### DIRECTIONS FOR THIS TASK
Transcribe the part of the Pliny the Elder text below, starting with "Even Pliny’s death" and going on through "and rock shrapnel.".

### SOURCE DOCUMENT
=-=-=-=-=

Introducing PLINY THE ELDER! If you feel like you’ve heard this name before, you may be remembering a local California (Sonoma County) beer, whose name was inspired by our Somebody for today! But Pliny the Elder is so much more than just the namesake for a brew. In fact, he is famous for being an early naturalist—think of him as the great, great, great, great (times like a thousand greats) grandfather of nature play.
Pliny was born in Como, Italy sometime around 23 or 24 AD. He trained in law and became an officer in the military as a young man. He lived during Nero’s reign of terror, and it appears that he tried to stave off any notoriety during this time (since Nero was a dangerous acquaintance to have). Even so, he wrote several histories, including Bella Germaniae, which existed in twenty volumes. This “History of the German Wars,” though it no longer exists, influenced subsequent Roman historians, including Plutarch, and is sometimes quoted in their works.
Pliny is best known for his Naturalis Historia, written while he was working as an administrator for the emperor Vespasian. This is famous as the largest single piece of work to have survived from the Roman empire to the modern day and was one of the first books to be printed after the invention of the printing press. It also helped pave the way for encyclopedias and the discipline of natural history. Though not set up in the alphabetical fashion of our modern encyclopedia, the breadth of this work is enormous, covering, in 37 books, cosmology, geography, anthropology, zoology, botany, pharmacology, agriculture, metallurgy, mineralogy, mining, and (strangely) art history.
Pliny did study nature but also compiled massive amounts of information from other sources and authors. His work reveals an interesting philosophy of nature, in which Nature is a divine and pantheistic concept that has created all things besides humans for the sake of humans. His work also reflects the spirit of Rome’s vast empire and imperial expansion, focusing on interesting things from around the world. He even recounts tales of fantastic beasts and humanoids—like the phoenix or cynocephali (humans with dog heads) or sciapodae (humans with a single foot that could act as an umbrella).
Even Pliny’s death was reflective of his study of natural phenomena. He died during the eruption of Mount Vesuvius in 79 AD. His nephew, Pliny the Younger, who chronicled his life, reports that, at the end he was investigating the strange cloud rising from the mountain. He may also have been attempting to rescue survivors of the eruption, but died on the shore nearby during a surge of volcanic fumes and rock shrapnel.
Despite his death, Pliny’s legacy lived on in the Roman empire, but also into the Middle Ages and Renaissance. His work was reproduced over and over both in print form and, before, as illuminated manuscripts. But even as we continue to draw from his nature compilations and discoveries today, we can also learn that, in spite of how stable or set-in-stone something seems, “the only certainty is that nothing is certain.” Let this inspire us to keep discovering, but also to not let ourselves take for granted what we see and experience around us. Let us go forth with wonder and gratitude!

=-=-=-=-=

### RECORDED INFORMATION
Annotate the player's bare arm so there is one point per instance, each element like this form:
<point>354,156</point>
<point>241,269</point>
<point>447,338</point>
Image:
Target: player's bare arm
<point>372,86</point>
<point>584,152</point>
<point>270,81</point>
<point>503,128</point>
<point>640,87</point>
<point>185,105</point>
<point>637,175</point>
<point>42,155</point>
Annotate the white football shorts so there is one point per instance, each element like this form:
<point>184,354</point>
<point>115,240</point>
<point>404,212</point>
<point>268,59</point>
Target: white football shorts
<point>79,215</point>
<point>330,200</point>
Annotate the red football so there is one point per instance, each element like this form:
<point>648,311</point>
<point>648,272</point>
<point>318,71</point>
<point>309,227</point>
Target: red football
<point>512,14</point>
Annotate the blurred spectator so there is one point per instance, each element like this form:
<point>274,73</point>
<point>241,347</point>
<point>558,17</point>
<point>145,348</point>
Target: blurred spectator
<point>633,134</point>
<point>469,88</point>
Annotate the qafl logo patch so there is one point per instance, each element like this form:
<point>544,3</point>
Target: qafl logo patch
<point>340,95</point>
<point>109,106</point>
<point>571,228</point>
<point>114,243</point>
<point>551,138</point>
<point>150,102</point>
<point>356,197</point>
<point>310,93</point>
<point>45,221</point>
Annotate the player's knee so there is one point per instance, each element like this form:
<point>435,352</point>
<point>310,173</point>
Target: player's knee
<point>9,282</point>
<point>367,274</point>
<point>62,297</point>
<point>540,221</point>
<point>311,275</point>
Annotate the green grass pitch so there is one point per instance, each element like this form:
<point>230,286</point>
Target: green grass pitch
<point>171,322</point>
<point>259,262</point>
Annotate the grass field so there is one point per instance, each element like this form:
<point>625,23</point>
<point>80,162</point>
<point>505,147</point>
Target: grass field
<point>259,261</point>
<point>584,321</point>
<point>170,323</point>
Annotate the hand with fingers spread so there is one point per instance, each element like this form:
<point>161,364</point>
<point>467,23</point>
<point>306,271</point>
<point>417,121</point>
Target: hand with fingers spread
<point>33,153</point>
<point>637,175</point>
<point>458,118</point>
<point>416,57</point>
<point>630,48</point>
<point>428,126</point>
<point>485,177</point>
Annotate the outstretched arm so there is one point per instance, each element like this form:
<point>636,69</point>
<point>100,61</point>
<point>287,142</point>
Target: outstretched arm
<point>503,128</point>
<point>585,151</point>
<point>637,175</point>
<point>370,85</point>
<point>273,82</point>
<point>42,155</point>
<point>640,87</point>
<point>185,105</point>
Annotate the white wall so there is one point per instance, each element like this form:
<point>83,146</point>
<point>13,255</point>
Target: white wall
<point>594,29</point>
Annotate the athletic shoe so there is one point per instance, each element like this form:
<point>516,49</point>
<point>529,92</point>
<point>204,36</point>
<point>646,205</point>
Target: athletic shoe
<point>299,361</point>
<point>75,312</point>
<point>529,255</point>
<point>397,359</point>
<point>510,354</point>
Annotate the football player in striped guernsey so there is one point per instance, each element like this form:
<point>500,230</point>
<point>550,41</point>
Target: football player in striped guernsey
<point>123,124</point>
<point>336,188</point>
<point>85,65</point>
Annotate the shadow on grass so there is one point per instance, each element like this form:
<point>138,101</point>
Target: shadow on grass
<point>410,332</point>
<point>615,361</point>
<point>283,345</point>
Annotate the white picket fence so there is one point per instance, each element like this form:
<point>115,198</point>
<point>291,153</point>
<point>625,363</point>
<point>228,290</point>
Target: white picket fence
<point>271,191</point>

=-=-=-=-=

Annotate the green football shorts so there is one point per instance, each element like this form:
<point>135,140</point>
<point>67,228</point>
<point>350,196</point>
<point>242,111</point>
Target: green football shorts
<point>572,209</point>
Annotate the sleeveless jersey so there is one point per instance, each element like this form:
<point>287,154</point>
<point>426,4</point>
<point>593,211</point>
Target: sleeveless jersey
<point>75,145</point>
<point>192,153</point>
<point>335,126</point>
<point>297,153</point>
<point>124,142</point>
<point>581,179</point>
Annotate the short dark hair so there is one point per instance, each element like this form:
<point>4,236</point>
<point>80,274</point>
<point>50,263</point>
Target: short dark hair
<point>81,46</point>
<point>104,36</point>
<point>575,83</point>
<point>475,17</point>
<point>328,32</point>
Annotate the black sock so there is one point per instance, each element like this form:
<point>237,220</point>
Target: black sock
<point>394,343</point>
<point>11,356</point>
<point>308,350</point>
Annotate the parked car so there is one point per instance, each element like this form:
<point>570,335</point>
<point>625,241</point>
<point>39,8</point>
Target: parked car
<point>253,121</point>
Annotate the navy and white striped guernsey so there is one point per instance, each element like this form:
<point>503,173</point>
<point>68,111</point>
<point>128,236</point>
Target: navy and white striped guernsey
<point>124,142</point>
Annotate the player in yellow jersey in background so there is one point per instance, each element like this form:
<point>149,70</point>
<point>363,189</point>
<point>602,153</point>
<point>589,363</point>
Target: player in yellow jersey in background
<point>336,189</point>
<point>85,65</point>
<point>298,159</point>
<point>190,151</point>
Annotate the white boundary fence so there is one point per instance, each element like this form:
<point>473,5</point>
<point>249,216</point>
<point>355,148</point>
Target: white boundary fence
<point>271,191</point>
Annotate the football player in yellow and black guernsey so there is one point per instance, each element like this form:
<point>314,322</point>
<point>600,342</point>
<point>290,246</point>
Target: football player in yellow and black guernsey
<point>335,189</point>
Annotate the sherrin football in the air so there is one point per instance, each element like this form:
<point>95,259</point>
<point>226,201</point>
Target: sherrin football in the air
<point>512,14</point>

=-=-=-=-=

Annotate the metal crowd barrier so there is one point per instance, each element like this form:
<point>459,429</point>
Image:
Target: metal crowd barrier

=-=-=-=-=

### EXERCISE ANSWER
Even Pliny’s death was reflective of his study of natural phenomena. He died during the eruption of Mount Vesuvius in 79 AD. His nephew, Pliny the Younger, who chronicled his life, reports that, at the end he was investigating the strange cloud rising from the mountain. He may also have been attempting to rescue survivors of the eruption, but died on the shore nearby during a surge of volcanic fumes and rock shrapnel.